> Aim
Reproduce the entries between the lines containing "Rules: pick out every instance of the drinking" and "point(458, 329)", inclusive, replacing "electrical outlet" with "wall socket" and leaving everything else unchanged.

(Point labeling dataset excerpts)

= = = = = = =

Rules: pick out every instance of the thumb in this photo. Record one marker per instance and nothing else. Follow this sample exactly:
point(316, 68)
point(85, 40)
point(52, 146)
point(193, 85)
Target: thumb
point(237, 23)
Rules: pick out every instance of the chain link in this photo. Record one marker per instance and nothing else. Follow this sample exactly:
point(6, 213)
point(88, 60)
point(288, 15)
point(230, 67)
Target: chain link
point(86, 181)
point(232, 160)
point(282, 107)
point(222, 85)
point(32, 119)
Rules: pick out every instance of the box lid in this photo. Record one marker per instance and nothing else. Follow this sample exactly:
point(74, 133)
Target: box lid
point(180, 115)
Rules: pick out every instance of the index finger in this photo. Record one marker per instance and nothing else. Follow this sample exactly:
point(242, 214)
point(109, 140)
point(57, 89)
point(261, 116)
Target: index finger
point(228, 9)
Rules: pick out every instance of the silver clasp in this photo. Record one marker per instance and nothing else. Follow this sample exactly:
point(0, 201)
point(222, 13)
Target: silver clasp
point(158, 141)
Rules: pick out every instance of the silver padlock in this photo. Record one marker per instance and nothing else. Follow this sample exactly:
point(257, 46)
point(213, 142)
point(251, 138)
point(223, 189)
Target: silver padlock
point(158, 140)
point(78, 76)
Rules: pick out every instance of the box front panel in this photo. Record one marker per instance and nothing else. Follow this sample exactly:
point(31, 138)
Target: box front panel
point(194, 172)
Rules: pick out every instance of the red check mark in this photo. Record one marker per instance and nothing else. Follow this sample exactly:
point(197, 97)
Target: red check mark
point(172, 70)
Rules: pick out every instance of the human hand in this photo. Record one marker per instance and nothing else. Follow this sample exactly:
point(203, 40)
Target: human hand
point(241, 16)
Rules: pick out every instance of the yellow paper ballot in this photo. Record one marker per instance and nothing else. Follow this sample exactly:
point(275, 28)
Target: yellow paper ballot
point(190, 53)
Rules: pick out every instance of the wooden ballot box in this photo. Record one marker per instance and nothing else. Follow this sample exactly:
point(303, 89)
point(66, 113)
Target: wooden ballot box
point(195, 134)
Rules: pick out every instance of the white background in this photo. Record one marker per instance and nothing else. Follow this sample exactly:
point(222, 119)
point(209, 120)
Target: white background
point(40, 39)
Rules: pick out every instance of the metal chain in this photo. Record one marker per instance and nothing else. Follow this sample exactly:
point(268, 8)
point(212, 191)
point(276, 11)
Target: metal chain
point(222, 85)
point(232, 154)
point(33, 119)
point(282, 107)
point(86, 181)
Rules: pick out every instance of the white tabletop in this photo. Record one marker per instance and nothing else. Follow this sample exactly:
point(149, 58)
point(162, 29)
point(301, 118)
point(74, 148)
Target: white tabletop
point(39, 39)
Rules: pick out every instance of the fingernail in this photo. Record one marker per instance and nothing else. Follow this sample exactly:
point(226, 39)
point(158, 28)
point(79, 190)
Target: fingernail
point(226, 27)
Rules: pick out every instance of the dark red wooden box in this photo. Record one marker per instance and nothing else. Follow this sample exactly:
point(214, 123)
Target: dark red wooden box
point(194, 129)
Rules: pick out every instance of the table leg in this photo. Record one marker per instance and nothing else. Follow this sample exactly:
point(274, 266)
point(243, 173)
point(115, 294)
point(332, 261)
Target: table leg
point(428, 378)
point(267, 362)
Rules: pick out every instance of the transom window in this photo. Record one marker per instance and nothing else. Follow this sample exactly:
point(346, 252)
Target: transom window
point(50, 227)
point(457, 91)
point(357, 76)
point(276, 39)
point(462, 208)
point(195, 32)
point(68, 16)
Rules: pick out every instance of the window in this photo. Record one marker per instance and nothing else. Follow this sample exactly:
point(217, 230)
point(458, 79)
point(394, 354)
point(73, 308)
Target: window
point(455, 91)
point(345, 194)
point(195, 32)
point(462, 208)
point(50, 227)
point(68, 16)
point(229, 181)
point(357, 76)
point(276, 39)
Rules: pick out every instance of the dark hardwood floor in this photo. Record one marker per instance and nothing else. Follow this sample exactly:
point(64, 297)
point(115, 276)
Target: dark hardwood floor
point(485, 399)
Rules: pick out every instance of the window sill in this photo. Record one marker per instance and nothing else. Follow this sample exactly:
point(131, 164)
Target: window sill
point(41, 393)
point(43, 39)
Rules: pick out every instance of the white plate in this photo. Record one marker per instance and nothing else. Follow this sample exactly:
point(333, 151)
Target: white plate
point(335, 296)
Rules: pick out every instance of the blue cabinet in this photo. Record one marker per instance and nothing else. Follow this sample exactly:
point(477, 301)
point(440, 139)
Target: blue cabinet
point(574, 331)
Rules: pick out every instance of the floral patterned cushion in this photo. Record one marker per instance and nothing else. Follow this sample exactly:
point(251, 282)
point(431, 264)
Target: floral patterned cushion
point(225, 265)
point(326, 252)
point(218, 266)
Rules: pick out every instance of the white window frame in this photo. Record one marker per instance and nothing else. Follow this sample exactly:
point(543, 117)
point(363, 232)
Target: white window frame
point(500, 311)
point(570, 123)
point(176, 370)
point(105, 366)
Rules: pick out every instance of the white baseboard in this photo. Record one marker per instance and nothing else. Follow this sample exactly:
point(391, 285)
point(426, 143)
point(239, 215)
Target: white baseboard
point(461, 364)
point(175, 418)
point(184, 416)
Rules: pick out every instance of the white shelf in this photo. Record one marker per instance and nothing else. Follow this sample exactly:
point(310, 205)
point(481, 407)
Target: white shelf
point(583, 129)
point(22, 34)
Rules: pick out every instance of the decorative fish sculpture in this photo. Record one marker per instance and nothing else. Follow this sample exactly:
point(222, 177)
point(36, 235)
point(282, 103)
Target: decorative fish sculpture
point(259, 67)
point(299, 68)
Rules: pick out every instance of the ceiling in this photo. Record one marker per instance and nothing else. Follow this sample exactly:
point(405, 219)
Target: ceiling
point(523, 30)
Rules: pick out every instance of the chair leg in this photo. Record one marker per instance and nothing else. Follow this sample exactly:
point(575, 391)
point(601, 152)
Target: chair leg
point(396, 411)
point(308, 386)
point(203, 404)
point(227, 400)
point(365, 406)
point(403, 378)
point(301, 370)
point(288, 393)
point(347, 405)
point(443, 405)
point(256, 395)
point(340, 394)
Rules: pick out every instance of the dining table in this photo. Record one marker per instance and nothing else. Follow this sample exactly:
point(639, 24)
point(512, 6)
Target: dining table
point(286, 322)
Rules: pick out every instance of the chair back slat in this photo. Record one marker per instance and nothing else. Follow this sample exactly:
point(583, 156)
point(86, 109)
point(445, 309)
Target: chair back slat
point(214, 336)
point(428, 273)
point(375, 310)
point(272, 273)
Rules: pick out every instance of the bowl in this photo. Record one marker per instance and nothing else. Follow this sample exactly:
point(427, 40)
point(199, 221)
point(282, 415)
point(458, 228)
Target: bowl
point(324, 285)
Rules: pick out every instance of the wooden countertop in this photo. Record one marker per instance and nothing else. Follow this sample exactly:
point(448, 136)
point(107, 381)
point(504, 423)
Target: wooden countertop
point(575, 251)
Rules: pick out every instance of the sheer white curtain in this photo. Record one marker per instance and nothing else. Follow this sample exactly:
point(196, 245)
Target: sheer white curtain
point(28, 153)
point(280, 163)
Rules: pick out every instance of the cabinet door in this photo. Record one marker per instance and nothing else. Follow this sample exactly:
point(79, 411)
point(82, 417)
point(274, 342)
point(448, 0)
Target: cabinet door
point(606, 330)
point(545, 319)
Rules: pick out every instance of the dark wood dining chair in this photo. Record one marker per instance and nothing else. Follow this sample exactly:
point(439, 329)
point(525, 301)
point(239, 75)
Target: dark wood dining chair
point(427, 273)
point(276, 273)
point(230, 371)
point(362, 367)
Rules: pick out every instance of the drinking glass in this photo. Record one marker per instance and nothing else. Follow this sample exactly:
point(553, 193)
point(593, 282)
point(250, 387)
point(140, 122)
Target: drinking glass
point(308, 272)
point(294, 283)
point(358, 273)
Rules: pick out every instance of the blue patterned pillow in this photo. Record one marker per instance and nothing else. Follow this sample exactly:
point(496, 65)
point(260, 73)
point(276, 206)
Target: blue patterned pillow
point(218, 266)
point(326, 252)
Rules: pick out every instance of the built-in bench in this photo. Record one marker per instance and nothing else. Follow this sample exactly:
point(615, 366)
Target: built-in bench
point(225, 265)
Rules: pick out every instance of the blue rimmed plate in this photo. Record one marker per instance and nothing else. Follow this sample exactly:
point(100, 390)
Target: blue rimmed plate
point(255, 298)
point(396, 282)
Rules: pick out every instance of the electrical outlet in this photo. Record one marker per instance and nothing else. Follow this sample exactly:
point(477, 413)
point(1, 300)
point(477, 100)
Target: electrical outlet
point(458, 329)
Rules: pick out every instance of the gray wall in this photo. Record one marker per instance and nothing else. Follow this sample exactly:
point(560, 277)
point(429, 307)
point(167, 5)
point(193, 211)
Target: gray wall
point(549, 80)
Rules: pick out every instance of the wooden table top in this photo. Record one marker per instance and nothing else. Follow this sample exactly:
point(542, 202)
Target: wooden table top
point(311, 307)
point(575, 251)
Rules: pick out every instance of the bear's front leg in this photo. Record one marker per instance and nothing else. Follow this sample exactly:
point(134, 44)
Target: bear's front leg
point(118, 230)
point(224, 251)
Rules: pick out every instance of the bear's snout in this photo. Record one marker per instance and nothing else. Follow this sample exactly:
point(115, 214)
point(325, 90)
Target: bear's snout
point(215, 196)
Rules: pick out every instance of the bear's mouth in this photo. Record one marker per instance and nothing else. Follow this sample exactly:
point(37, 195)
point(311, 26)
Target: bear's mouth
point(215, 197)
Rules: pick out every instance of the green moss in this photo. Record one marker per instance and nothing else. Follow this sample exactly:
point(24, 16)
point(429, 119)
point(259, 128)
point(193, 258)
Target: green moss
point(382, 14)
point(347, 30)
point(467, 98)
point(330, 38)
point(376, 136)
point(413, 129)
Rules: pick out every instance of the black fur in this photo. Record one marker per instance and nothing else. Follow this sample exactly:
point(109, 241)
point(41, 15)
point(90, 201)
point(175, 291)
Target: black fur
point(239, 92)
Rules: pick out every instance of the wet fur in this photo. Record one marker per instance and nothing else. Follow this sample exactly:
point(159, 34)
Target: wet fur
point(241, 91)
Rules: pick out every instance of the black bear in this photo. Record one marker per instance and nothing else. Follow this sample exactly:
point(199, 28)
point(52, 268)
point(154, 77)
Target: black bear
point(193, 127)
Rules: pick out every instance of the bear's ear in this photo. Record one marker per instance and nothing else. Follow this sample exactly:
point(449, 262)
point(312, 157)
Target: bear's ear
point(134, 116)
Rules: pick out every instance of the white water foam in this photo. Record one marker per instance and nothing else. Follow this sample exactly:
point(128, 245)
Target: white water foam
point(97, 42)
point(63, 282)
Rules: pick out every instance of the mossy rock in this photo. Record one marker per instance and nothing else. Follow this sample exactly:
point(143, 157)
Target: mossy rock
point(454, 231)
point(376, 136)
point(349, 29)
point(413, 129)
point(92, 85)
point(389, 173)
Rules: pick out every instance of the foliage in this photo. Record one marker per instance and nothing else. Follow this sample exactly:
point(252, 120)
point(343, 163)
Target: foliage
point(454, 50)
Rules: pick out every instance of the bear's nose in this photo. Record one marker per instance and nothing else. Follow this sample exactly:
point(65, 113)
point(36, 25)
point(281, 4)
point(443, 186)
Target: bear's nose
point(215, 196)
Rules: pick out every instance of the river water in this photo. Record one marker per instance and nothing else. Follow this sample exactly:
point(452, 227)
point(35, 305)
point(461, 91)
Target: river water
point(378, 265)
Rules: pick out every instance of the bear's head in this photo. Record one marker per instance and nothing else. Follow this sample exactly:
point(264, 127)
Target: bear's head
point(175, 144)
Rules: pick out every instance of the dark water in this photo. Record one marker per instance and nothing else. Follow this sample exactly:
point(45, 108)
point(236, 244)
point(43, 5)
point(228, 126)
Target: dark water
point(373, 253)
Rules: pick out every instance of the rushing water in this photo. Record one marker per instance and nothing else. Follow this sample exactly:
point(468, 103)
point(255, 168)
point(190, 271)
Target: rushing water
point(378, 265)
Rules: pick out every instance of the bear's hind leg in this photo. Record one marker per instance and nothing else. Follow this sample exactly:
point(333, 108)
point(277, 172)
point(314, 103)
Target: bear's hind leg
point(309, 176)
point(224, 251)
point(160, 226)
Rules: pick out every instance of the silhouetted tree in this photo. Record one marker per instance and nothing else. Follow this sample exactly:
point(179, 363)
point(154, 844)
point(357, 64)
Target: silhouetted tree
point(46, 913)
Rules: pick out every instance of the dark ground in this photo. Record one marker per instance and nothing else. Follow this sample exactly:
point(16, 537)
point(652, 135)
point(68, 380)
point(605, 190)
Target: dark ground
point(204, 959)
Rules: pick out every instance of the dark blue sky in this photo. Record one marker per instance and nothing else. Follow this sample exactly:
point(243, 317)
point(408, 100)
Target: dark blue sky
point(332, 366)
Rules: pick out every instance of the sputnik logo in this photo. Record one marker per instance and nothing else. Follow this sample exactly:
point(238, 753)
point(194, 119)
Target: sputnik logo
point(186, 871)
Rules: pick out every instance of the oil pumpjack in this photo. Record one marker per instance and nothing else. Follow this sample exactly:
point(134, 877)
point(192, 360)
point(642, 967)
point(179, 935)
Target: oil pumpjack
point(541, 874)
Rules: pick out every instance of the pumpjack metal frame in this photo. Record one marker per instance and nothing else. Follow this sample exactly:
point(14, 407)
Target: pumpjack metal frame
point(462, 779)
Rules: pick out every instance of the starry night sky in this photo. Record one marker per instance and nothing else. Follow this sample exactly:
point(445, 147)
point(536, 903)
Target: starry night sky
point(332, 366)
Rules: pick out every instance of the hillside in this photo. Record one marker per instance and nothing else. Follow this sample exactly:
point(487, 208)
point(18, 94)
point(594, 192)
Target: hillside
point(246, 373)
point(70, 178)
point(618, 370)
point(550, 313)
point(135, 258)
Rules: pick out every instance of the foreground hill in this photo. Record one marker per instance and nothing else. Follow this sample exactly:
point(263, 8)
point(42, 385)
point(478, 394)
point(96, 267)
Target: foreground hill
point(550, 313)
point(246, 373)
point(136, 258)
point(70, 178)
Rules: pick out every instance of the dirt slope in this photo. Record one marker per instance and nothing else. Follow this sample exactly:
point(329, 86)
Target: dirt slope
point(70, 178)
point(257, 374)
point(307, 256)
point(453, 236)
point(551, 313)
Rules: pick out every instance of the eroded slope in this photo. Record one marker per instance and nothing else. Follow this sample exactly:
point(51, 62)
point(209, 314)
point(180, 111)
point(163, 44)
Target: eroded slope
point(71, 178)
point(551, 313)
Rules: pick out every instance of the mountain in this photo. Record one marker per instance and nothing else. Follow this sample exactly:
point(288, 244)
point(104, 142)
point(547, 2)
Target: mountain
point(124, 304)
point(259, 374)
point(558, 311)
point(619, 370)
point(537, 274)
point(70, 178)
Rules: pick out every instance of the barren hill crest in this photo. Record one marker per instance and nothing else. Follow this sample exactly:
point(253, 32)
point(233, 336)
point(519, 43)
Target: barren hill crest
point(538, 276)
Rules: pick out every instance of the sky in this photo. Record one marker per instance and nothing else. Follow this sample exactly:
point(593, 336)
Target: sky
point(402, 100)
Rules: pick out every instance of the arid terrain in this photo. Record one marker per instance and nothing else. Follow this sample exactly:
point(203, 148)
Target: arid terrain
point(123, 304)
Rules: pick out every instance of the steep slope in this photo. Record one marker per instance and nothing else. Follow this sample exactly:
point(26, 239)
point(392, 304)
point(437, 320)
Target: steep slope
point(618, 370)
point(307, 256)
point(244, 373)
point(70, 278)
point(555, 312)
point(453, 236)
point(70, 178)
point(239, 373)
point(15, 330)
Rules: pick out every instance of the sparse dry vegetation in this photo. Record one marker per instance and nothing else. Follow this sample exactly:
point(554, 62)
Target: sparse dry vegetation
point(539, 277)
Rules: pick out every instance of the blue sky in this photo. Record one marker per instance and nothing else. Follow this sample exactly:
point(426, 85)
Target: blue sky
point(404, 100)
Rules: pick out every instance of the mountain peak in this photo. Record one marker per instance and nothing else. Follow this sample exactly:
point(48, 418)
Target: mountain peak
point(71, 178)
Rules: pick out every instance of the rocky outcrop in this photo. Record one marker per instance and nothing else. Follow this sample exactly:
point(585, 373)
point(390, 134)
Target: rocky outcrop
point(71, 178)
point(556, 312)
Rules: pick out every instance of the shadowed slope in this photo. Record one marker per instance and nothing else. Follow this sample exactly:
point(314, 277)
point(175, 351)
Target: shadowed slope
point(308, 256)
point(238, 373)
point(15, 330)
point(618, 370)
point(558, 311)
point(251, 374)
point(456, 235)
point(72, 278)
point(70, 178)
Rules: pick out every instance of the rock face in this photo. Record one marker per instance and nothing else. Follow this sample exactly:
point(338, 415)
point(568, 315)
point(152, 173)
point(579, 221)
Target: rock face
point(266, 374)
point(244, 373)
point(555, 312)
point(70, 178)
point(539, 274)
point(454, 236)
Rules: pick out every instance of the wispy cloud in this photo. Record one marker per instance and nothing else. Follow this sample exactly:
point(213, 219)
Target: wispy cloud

= = = = = = =

> Right answer
Rules: pick out every instance of the drinking glass in this photo. Record one marker per instance and nothing else. Follow this sample exactly:
point(553, 193)
point(593, 282)
point(250, 387)
point(140, 122)
Target: drinking glass
point(308, 272)
point(294, 283)
point(358, 273)
Rules: pick out every instance of the blue patterned pillow in this photo. Record one marker per instance and nothing else. Follow this sample exactly:
point(496, 65)
point(260, 73)
point(276, 206)
Target: blue patterned pillow
point(218, 266)
point(326, 252)
Rules: pick out every instance of the built-in bench in this photo. Record one marker per instance and nothing else. Follow this sample exactly:
point(615, 366)
Target: built-in bench
point(225, 265)
Rules: pick out every instance of the blue rimmed plate in this photo. Record one marker per instance and nothing else. Follow this sample exactly:
point(100, 390)
Target: blue rimmed plate
point(255, 298)
point(396, 282)
Rules: pick out every instance of the wall socket in this photo. Record one marker per instance and nothing else. Follow this sample exactly:
point(477, 413)
point(1, 300)
point(477, 100)
Target: wall socket
point(458, 329)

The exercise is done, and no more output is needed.